**Your instructions**
Rewrite the lines starting at the one that contains "the green stem" and ending at the last line, swapping "drill" for "exercise" and leaving everything else the same.
== Record excerpts
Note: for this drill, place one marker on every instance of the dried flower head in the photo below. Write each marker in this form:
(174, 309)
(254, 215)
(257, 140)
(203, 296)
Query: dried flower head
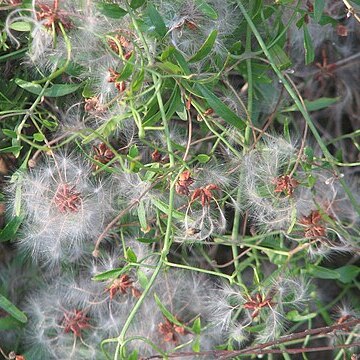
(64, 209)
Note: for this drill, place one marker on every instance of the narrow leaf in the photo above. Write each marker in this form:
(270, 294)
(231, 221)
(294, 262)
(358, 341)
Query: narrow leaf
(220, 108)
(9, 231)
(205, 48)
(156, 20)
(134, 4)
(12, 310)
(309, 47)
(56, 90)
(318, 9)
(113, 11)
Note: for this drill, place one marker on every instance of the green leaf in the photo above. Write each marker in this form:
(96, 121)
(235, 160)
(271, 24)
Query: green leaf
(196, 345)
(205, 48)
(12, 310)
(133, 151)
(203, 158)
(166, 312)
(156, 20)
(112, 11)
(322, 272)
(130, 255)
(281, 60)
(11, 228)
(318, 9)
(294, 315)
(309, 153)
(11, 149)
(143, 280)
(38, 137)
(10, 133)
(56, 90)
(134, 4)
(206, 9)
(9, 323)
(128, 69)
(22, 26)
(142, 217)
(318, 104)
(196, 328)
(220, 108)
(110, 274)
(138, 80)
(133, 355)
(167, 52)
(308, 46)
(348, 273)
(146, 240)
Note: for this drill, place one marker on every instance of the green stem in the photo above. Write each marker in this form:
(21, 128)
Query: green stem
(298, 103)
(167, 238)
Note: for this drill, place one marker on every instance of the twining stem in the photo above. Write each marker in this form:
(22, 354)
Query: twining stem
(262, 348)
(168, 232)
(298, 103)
====
**Response**
Note: for this exercise, place one marker on every instance of the green stem in the photo above. Write each marker in this form:
(21, 128)
Query: green stem
(298, 103)
(167, 238)
Note: for this exercise, place one marker on every instance of the twining stem in the photo above. Write each marker in this form:
(22, 354)
Query: twining stem
(262, 348)
(168, 232)
(298, 103)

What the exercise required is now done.